- _Task instructions_
Turn the lines of the listing from the line with "Task: locate the wispy" through the end of the listing into a numbered list, leaving out blank lines. Include only those lines.

- _Dataset excerpts_
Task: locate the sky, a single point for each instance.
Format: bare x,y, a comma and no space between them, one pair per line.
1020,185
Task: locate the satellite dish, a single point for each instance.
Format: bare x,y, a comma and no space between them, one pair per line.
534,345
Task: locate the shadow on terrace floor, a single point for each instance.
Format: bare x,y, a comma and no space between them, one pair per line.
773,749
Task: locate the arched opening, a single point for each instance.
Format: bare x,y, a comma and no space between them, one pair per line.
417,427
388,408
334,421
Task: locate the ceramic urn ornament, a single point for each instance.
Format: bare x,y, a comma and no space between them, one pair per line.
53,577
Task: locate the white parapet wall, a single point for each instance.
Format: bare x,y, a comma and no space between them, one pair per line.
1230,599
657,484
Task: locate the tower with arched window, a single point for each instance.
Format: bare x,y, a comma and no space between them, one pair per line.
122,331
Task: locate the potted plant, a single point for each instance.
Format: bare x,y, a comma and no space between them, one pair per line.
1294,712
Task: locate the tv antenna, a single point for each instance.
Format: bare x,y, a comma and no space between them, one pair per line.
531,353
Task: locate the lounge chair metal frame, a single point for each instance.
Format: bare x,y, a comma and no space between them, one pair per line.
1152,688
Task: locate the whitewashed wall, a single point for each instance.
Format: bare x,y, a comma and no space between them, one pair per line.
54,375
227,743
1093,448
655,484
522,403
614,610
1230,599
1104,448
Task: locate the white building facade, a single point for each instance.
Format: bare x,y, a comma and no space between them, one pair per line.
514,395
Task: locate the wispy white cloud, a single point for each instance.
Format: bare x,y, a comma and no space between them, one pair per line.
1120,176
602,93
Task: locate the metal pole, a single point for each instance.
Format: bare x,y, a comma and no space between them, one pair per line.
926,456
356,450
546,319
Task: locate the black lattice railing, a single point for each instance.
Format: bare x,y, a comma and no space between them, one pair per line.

- _Finished exercise_
1. Task: locate the wispy white cloud, a single point for each instance.
2. Format: bare x,y, a comma and no space between them, one pair per line.
3. 1120,176
4. 602,93
5. Task: locate the metal pole, a single point for each instance.
6. Format: bare x,y, a comma and no space between them, one pair per line.
7. 926,456
8. 356,450
9. 546,319
10. Task: locate the black lattice railing, a single point for each instance.
11. Format: bare x,y, a comma and no space between them, one pair per line.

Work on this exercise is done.